_Exercise description_. Copy out all the lines in the records that include the word "bicycle".

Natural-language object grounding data
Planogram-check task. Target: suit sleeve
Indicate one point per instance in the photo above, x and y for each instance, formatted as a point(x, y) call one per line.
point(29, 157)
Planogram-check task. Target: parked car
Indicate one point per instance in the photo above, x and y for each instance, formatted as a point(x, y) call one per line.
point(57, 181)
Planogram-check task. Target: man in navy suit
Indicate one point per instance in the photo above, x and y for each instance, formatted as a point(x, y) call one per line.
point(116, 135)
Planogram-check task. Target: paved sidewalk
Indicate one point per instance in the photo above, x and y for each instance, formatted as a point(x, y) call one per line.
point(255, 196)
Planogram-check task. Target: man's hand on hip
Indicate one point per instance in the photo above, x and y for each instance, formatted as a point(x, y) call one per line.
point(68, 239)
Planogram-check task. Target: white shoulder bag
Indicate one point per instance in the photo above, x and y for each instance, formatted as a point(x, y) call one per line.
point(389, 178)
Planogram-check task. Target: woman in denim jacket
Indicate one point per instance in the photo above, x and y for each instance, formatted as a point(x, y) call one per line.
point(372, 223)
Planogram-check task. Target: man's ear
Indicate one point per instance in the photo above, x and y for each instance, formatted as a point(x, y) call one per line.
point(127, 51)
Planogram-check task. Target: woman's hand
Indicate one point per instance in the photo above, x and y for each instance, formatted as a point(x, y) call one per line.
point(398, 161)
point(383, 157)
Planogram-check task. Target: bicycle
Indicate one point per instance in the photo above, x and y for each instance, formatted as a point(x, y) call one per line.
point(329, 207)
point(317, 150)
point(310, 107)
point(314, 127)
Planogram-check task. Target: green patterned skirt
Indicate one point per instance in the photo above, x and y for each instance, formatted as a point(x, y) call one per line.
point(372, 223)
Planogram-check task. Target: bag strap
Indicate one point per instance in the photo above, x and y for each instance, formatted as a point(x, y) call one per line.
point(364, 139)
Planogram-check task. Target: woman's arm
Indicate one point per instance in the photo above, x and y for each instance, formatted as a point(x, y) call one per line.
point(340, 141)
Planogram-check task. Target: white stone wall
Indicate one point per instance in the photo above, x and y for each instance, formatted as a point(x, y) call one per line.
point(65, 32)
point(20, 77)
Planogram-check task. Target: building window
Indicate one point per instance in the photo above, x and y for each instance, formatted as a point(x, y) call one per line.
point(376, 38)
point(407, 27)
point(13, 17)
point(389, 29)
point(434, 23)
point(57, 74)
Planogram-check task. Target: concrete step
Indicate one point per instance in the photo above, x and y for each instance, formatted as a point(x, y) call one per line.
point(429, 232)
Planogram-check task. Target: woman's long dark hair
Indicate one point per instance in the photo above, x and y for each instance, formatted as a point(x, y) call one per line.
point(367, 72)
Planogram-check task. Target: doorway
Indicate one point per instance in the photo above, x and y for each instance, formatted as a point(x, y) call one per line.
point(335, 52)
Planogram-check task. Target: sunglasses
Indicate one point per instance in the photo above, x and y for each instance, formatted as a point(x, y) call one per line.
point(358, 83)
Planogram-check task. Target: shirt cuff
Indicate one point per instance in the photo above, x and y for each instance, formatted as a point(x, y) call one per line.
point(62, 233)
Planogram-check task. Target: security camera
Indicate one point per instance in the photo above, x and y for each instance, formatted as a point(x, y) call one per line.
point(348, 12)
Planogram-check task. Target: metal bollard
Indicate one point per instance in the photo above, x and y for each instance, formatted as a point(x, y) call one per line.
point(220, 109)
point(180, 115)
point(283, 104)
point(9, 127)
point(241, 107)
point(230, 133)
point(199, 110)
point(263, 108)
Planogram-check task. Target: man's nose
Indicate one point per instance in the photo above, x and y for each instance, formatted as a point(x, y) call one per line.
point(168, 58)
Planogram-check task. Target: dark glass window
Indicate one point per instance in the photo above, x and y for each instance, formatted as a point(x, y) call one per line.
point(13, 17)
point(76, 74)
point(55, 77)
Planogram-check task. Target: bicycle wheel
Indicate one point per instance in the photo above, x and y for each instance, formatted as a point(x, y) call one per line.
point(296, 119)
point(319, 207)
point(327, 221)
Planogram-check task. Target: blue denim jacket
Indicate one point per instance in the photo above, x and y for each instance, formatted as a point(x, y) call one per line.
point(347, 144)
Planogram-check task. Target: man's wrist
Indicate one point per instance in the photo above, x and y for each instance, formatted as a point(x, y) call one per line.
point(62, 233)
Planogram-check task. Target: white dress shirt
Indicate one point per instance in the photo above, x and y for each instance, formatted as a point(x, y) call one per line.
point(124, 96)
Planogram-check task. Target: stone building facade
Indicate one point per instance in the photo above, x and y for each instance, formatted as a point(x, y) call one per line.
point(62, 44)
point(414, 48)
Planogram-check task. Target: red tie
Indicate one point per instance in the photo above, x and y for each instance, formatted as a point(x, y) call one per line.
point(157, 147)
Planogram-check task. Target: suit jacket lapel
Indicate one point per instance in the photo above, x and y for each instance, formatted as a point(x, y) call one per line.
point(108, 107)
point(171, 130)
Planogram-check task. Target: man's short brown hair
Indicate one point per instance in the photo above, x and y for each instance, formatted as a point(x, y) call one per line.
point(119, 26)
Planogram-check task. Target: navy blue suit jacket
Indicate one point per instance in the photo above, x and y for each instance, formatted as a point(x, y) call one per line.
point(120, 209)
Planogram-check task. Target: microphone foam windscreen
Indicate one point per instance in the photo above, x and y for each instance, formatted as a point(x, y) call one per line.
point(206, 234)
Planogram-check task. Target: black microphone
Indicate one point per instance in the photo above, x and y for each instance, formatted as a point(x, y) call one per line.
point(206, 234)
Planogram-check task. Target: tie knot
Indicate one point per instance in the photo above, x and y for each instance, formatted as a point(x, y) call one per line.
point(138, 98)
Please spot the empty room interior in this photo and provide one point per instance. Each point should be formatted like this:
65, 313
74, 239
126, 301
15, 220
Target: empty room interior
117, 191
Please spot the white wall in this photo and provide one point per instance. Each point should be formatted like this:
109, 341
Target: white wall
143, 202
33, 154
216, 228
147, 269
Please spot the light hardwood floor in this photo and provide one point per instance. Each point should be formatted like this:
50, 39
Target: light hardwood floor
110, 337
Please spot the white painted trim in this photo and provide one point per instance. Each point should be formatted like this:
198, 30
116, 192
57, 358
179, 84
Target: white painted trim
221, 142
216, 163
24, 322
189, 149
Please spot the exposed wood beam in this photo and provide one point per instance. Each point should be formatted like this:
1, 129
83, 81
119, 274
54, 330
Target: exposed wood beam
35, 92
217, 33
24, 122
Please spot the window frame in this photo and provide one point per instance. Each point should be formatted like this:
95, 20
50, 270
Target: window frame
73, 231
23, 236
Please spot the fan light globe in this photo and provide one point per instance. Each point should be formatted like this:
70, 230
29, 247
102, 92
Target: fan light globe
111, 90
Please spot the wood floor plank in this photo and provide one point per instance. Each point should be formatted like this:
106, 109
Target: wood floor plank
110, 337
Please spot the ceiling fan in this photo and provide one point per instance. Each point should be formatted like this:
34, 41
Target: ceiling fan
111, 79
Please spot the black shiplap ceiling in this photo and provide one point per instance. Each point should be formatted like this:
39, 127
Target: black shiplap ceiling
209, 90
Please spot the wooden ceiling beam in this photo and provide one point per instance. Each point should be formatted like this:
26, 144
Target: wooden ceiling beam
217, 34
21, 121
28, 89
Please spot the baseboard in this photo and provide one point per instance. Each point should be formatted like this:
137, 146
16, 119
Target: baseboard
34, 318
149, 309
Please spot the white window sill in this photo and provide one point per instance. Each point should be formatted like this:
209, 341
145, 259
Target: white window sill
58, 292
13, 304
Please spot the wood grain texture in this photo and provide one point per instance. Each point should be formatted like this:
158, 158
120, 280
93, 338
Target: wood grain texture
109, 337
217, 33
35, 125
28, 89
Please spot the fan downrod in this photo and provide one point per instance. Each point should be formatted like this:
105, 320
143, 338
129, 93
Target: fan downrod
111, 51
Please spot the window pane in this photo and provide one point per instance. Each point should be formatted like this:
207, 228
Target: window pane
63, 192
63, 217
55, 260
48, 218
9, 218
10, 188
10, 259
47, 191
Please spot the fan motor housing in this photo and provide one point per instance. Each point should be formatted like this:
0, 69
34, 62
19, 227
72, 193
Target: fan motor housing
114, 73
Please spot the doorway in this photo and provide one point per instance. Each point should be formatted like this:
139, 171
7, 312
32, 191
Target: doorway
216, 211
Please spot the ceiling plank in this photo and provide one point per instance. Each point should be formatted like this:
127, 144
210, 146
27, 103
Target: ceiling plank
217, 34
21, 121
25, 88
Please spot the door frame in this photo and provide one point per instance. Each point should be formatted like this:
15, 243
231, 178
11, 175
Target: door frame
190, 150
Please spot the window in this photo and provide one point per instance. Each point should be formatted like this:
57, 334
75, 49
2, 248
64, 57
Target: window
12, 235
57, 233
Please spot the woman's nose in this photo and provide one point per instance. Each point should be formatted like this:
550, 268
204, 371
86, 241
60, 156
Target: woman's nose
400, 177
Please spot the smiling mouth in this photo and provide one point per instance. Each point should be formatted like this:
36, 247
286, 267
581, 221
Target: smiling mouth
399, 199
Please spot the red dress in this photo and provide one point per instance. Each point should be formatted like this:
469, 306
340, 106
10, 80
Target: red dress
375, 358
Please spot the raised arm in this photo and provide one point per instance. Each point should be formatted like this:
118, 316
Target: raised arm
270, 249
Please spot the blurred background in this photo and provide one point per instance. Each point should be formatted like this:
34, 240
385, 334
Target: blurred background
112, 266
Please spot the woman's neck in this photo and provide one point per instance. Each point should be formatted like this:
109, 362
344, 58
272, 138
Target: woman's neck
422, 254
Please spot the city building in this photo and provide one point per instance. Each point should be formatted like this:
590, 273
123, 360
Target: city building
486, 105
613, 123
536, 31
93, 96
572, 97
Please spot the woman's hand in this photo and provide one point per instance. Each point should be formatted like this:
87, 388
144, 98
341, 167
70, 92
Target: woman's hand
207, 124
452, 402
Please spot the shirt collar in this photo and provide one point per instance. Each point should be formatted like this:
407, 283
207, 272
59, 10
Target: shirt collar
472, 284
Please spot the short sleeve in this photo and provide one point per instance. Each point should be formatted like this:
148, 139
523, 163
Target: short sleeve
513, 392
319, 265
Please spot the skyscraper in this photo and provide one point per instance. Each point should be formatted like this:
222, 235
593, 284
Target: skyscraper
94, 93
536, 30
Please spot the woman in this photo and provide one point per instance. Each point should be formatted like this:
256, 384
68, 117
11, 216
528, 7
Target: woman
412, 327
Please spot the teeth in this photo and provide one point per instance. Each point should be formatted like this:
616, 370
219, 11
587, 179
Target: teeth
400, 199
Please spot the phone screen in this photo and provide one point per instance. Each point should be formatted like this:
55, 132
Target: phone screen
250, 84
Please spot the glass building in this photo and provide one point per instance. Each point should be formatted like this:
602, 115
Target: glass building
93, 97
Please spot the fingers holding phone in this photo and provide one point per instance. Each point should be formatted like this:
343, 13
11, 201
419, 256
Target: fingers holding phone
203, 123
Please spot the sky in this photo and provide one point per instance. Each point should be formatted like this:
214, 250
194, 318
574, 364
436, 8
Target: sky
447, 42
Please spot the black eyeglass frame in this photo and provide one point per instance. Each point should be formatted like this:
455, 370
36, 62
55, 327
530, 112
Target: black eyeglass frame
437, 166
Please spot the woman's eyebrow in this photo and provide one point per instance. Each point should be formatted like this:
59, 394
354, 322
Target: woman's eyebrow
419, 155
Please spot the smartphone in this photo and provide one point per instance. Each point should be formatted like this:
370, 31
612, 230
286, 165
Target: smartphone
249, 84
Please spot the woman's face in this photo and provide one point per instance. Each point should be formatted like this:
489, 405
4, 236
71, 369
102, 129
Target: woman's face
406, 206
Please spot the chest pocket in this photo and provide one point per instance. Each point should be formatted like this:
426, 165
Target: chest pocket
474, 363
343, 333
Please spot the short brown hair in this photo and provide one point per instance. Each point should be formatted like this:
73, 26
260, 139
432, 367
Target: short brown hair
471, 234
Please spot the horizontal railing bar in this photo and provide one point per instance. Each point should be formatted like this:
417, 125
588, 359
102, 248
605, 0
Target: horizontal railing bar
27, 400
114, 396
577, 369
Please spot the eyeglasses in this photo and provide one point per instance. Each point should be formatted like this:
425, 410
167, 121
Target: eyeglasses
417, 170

_Answer to this task_.
Planogram-check task. Target: bicycle
Planogram-check task. Target: bicycle wheel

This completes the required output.